--- begin AVAILABLE DATA ---

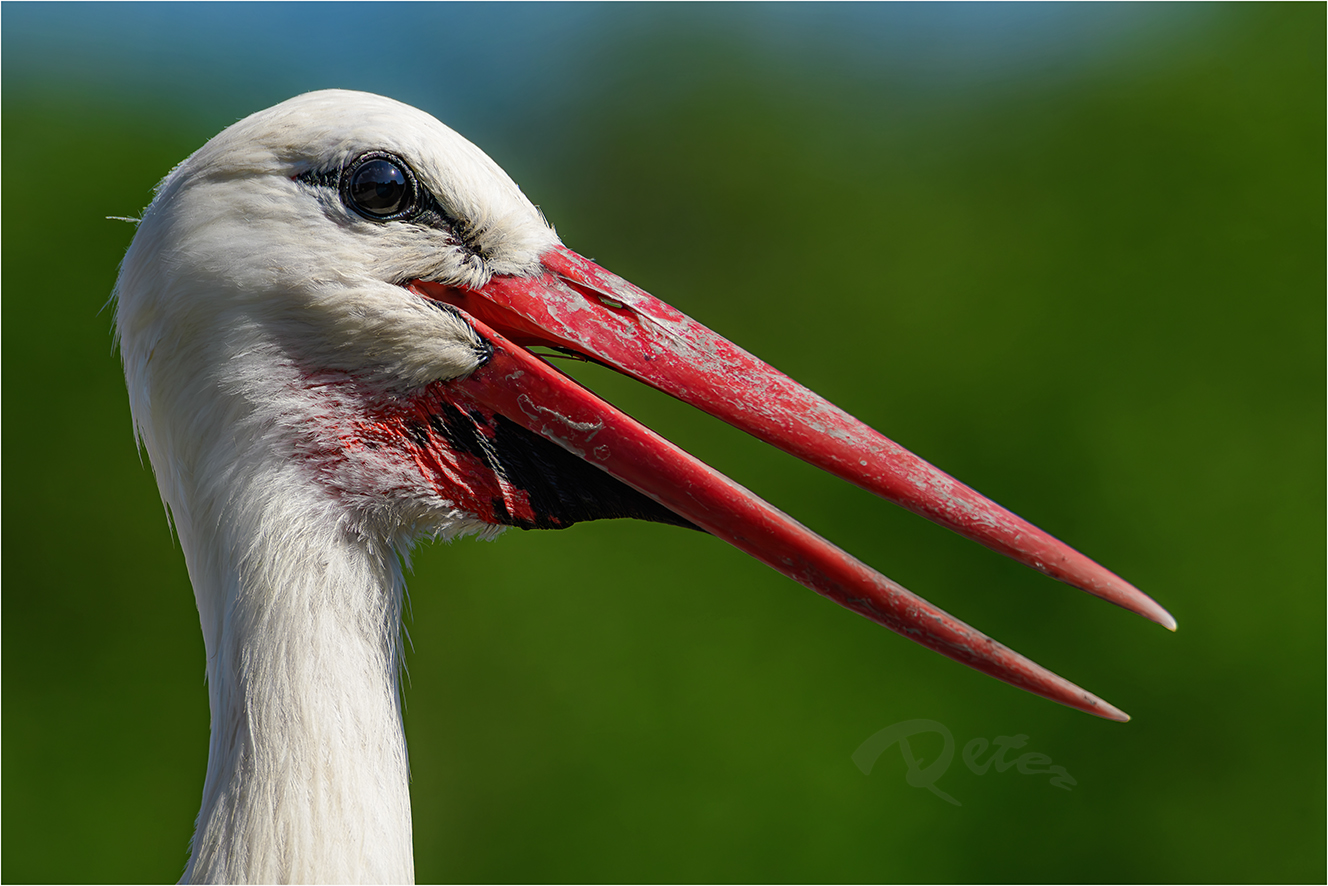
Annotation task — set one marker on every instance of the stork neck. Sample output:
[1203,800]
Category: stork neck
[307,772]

--- end AVAILABLE DATA ---
--- begin AVAILABLE DATA ---

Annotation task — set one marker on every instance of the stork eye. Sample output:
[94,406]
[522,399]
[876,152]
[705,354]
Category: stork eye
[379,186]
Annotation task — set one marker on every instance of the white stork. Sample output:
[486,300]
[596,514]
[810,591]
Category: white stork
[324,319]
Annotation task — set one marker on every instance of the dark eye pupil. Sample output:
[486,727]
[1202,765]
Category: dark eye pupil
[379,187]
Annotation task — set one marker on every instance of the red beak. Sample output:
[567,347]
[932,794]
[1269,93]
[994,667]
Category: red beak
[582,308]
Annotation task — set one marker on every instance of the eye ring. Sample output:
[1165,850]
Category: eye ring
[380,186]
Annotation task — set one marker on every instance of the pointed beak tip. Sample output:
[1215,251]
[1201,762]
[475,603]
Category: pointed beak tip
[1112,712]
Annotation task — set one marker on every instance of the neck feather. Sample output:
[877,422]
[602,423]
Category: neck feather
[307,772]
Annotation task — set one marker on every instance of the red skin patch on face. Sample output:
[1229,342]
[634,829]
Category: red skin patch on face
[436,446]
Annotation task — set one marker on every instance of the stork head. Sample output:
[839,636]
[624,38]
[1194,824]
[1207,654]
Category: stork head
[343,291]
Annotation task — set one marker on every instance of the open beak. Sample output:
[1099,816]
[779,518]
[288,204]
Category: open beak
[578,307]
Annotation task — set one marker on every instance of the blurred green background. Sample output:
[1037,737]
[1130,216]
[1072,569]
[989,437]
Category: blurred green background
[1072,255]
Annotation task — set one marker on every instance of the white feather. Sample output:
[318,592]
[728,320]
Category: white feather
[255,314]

--- end AVAILABLE DATA ---

Find each line in the records above that contains the word "white" and copy those lines out.

WRITTEN RESPONSE »
Annotation task — set one marker on every instance of the white stork. Sample output:
Category: white stork
Annotation task — set one marker on every instance of the white feather. Sample output:
Category: white feather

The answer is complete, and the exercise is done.